WRITTEN PROBLEM -> Copy the listing verbatim, starting at the line that contains "of the parked" and stopping after the line that contains "x=355, y=204".

Dataset records:
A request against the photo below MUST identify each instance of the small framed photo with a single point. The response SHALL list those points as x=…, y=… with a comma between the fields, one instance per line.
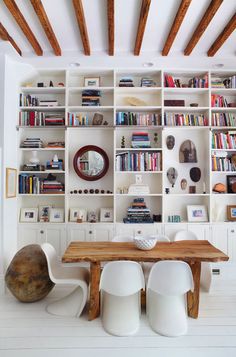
x=44, y=213
x=92, y=216
x=29, y=215
x=231, y=183
x=231, y=213
x=78, y=213
x=106, y=215
x=197, y=213
x=11, y=179
x=56, y=215
x=91, y=81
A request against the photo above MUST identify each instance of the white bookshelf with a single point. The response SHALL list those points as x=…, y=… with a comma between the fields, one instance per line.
x=108, y=137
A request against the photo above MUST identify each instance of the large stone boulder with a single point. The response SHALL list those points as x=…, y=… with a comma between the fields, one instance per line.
x=27, y=275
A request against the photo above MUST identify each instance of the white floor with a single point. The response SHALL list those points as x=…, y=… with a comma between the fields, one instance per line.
x=27, y=330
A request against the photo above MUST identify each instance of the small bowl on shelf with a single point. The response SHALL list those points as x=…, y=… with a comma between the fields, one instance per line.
x=145, y=243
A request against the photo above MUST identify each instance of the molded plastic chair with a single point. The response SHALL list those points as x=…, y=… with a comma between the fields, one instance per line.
x=206, y=274
x=148, y=266
x=120, y=285
x=166, y=306
x=72, y=304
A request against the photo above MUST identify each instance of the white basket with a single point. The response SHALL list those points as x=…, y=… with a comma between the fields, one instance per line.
x=145, y=243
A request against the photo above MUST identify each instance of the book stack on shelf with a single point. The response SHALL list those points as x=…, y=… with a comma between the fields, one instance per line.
x=223, y=161
x=126, y=82
x=174, y=119
x=223, y=119
x=140, y=140
x=32, y=143
x=140, y=161
x=218, y=101
x=77, y=119
x=138, y=212
x=224, y=140
x=139, y=119
x=91, y=97
x=194, y=82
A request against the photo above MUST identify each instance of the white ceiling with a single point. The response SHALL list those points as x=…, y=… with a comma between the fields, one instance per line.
x=162, y=12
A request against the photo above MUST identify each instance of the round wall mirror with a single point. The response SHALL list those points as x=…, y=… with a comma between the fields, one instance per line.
x=91, y=163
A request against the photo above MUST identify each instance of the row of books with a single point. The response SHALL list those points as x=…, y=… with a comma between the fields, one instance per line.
x=224, y=140
x=34, y=143
x=194, y=82
x=173, y=119
x=229, y=82
x=91, y=97
x=29, y=100
x=139, y=119
x=138, y=212
x=140, y=161
x=140, y=140
x=34, y=118
x=218, y=101
x=77, y=119
x=31, y=184
x=222, y=164
x=223, y=119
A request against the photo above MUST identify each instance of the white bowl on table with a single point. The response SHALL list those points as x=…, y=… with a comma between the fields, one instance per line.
x=145, y=242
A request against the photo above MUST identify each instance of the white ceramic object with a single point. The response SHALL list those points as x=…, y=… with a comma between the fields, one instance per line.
x=145, y=243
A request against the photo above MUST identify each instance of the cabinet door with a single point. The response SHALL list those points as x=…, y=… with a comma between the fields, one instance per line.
x=56, y=236
x=29, y=235
x=232, y=243
x=219, y=237
x=77, y=233
x=201, y=231
x=171, y=229
x=101, y=233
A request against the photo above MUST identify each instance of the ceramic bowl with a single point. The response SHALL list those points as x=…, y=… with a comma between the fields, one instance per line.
x=145, y=243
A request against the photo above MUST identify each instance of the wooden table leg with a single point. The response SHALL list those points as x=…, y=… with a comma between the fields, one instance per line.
x=193, y=297
x=94, y=303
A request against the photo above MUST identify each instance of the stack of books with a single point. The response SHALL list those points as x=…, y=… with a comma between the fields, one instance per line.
x=218, y=101
x=91, y=98
x=138, y=212
x=126, y=82
x=139, y=119
x=140, y=140
x=138, y=161
x=147, y=82
x=34, y=143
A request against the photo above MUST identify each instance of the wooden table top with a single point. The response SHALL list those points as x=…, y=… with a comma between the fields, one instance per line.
x=194, y=250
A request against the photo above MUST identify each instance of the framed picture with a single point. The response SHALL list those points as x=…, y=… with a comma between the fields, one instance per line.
x=231, y=183
x=92, y=216
x=106, y=215
x=29, y=215
x=91, y=81
x=56, y=215
x=76, y=213
x=44, y=213
x=11, y=179
x=197, y=213
x=231, y=213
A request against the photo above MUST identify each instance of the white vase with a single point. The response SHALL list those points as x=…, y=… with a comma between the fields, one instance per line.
x=34, y=159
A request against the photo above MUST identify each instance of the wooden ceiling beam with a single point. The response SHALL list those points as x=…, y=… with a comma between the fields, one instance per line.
x=183, y=8
x=16, y=13
x=141, y=26
x=43, y=18
x=4, y=35
x=79, y=12
x=206, y=19
x=223, y=36
x=111, y=26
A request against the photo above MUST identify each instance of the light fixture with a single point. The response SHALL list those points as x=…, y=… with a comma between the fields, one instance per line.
x=148, y=64
x=74, y=64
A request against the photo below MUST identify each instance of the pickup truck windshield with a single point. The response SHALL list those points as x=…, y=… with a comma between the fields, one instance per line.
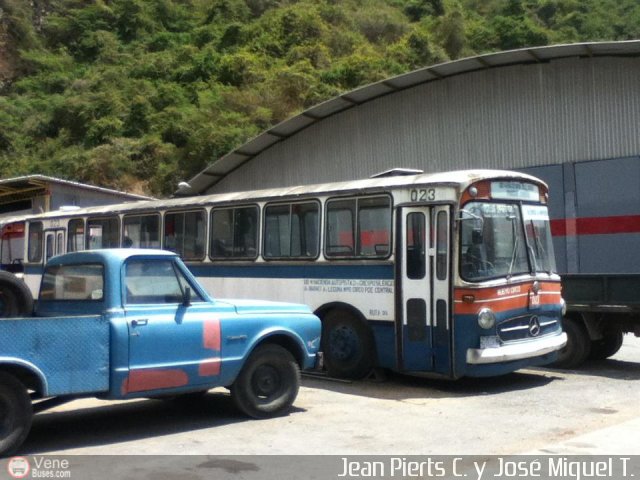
x=73, y=282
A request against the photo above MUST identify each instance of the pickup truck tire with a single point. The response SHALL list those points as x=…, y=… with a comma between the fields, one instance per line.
x=16, y=413
x=578, y=346
x=15, y=298
x=347, y=344
x=268, y=383
x=608, y=345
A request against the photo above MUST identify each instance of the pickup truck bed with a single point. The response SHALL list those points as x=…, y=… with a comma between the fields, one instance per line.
x=71, y=353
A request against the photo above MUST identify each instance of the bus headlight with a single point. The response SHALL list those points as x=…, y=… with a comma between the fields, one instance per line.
x=486, y=318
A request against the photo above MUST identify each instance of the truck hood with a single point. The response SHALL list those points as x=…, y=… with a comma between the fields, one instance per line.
x=250, y=307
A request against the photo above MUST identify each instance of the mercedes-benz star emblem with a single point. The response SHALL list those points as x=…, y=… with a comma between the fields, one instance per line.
x=534, y=327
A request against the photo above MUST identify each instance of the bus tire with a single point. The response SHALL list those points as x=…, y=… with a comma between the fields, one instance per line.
x=16, y=413
x=578, y=346
x=15, y=297
x=608, y=345
x=347, y=344
x=268, y=383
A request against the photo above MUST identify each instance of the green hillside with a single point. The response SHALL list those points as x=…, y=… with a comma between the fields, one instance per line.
x=139, y=95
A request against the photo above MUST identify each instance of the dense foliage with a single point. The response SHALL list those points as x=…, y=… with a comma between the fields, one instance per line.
x=139, y=94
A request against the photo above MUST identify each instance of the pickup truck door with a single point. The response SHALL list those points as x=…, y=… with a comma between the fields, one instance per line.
x=171, y=345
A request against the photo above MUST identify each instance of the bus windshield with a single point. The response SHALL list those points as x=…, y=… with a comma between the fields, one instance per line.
x=494, y=243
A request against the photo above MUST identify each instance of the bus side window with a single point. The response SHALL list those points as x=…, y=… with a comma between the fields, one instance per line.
x=340, y=235
x=103, y=232
x=234, y=233
x=35, y=242
x=374, y=226
x=184, y=233
x=291, y=230
x=141, y=231
x=75, y=235
x=416, y=247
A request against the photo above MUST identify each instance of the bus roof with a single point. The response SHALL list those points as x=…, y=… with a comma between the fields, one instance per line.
x=457, y=179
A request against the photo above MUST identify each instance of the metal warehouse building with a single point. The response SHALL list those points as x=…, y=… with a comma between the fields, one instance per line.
x=569, y=114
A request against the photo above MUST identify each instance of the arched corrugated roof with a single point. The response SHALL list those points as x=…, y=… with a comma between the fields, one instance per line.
x=243, y=154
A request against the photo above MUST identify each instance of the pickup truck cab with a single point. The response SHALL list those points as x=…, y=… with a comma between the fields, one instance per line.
x=127, y=323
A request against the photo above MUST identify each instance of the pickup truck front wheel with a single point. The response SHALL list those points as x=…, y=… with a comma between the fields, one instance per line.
x=268, y=383
x=16, y=413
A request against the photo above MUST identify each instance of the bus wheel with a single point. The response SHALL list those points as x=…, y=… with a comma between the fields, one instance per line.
x=15, y=413
x=347, y=345
x=608, y=345
x=268, y=383
x=15, y=298
x=578, y=346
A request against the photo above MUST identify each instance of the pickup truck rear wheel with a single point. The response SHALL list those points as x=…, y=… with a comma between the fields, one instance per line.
x=347, y=344
x=15, y=298
x=16, y=413
x=268, y=383
x=608, y=345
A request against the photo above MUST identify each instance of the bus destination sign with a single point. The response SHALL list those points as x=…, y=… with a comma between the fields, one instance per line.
x=515, y=191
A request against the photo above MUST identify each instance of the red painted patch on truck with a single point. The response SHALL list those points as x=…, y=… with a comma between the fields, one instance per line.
x=154, y=379
x=211, y=340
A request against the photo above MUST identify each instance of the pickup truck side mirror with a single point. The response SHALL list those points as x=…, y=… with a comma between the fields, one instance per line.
x=186, y=296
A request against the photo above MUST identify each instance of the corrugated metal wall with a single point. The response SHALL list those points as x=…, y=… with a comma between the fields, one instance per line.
x=511, y=117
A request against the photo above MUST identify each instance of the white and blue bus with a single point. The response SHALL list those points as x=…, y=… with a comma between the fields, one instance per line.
x=445, y=275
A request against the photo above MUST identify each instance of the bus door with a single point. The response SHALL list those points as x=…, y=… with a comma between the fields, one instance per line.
x=54, y=243
x=413, y=327
x=424, y=329
x=442, y=331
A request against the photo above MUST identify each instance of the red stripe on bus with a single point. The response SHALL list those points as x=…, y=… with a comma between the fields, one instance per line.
x=595, y=225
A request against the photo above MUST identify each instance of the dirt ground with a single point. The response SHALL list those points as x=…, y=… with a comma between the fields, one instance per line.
x=527, y=411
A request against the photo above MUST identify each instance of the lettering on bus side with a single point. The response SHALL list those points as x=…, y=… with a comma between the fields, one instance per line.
x=422, y=194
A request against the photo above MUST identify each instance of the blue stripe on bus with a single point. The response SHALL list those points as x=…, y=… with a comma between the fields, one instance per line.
x=33, y=269
x=268, y=270
x=310, y=270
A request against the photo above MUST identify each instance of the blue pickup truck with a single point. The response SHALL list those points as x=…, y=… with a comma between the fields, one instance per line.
x=124, y=323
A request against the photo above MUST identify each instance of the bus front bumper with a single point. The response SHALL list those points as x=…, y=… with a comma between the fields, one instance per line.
x=519, y=351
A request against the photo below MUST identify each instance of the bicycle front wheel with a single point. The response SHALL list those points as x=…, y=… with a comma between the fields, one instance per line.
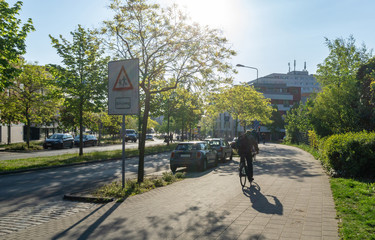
x=242, y=173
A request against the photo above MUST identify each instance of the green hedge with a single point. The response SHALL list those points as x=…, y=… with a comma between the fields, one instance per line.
x=350, y=154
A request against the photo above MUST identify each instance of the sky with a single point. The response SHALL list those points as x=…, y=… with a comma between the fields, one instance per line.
x=266, y=34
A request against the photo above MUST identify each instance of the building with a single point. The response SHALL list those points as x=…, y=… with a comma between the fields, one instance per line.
x=287, y=89
x=284, y=90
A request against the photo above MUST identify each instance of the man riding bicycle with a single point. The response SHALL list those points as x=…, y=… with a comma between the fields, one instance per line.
x=246, y=144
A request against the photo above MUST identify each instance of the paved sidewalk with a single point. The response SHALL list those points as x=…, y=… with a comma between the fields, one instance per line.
x=290, y=199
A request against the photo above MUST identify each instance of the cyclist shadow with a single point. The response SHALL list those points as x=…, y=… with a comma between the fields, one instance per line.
x=261, y=203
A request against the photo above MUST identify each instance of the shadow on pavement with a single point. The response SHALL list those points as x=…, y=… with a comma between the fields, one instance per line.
x=261, y=203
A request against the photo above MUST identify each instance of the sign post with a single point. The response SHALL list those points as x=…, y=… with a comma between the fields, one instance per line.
x=123, y=95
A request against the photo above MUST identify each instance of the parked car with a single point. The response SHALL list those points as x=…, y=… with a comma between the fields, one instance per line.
x=149, y=137
x=59, y=140
x=234, y=142
x=88, y=140
x=193, y=154
x=130, y=134
x=224, y=150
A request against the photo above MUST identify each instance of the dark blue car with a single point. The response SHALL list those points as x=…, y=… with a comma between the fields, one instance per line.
x=59, y=140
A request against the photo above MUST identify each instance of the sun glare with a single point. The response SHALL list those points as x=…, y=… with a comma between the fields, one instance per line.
x=222, y=14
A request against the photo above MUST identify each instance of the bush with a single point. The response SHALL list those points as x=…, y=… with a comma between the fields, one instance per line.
x=313, y=139
x=350, y=154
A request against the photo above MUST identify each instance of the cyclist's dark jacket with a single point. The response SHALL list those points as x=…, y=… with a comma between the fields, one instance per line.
x=246, y=144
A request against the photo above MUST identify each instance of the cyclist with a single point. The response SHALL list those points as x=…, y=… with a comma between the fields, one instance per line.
x=247, y=143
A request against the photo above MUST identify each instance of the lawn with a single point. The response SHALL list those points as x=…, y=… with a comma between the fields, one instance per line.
x=355, y=207
x=40, y=162
x=355, y=204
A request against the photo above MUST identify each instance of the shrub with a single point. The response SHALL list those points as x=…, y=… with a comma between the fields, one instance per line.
x=168, y=177
x=350, y=154
x=313, y=139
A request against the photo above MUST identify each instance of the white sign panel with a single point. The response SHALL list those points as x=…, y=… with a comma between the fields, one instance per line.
x=123, y=87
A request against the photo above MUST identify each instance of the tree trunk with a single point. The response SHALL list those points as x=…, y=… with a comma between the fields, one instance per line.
x=141, y=163
x=236, y=127
x=27, y=128
x=168, y=127
x=81, y=127
x=9, y=132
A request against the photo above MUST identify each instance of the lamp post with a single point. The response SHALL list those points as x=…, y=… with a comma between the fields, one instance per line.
x=240, y=65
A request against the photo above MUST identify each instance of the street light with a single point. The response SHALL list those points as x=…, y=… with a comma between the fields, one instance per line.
x=240, y=65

FINAL RESULT ->
A request against the photo above MUST identify each instance of the parked car with a single point. The response SHALL list those points as x=…, y=… with a comma between the fields, one instance per line.
x=149, y=137
x=59, y=140
x=234, y=142
x=88, y=140
x=193, y=154
x=130, y=134
x=224, y=150
A request against the photo above MUST identify each instance of the dark blue car with a single point. The response SHALL list those points as x=…, y=… with a comma between the fields, one instance per line.
x=59, y=140
A request against the photo above MUST identify each instance of the sun glare with a single point. The response SHALL list those points as x=…, y=… with a comma between the fields, one instance per line.
x=222, y=14
A request against the photo above MUST identify each instance of the bush with a single point. The response SHALL list those points as x=…, y=… with a comma between the fields, one instance per line.
x=313, y=139
x=350, y=154
A request against the photo above MUST identify each instance of the cyclist's dark jacket with a single point. The response SHALL list those points as x=…, y=… with a comma between the fields, one instance per line.
x=246, y=144
A request against the photo above MUST identify each instance of the cyclist with a single point. The response SHALL list those points as x=…, y=… with a comma between the fields, one instance per line.
x=247, y=143
A request against the photo above MUST identify each instance of the lawn with a single point. The response SHALL list those points as x=…, y=… with a comma between the fields, one instance per line.
x=355, y=207
x=40, y=162
x=355, y=204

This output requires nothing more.